→ **PROMPT**
Copy the data from the line with "Pick out the chair backrest" to the line with "pixel 307 351", replacing "Sample output" with "Example output" and changing nothing else.

→ **RECORD EXTRACTS**

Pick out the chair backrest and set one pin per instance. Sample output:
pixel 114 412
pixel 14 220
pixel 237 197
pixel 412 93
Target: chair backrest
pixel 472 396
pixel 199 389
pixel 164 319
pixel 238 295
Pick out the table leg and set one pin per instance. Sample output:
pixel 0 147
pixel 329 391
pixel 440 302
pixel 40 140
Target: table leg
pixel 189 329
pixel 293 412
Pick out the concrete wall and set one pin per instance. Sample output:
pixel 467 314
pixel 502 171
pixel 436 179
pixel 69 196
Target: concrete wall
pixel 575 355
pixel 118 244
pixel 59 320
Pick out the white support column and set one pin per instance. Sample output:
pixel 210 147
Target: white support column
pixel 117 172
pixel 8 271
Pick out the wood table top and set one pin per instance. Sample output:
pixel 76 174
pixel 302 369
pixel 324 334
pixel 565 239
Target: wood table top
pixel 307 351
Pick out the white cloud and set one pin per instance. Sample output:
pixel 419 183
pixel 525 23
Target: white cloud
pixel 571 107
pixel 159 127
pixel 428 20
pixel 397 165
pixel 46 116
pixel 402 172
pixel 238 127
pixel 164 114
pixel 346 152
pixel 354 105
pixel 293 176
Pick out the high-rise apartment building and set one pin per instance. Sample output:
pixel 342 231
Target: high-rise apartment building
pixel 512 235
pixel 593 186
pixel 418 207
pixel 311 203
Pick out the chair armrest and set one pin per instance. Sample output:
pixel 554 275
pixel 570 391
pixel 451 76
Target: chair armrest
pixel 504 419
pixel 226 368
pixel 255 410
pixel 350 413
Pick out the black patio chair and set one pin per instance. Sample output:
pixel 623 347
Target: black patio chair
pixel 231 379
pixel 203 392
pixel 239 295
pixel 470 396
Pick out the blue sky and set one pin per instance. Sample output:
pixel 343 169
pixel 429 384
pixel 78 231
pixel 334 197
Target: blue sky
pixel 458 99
--
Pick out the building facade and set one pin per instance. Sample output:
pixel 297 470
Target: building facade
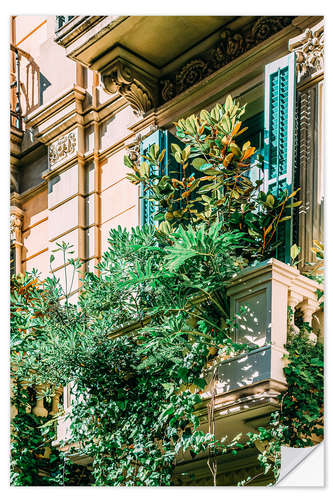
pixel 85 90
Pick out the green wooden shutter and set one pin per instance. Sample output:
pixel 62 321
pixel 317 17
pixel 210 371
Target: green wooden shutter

→ **THE SOLUTION**
Pick out the chair backrest and set one pin per instance. Example output:
pixel 114 412
pixel 14 220
pixel 237 197
pixel 412 93
Target: chair backrest
pixel 472 396
pixel 199 389
pixel 164 319
pixel 238 295
Pick out the table leg and set one pin per instance. Example output:
pixel 0 147
pixel 329 391
pixel 440 302
pixel 40 140
Target: table leg
pixel 189 329
pixel 293 412
Pick out the concrete wall and set one pin per instance. Example output:
pixel 467 314
pixel 502 171
pixel 436 179
pixel 69 196
Target: concrete wall
pixel 575 355
pixel 118 244
pixel 59 320
Pick out the white support column and set one pin per instance. Example output:
pixel 210 147
Target: white support column
pixel 117 172
pixel 8 271
Pick out the wood table top and set one pin per instance. Example output:
pixel 76 174
pixel 302 369
pixel 324 334
pixel 565 239
Target: wood table top
pixel 307 351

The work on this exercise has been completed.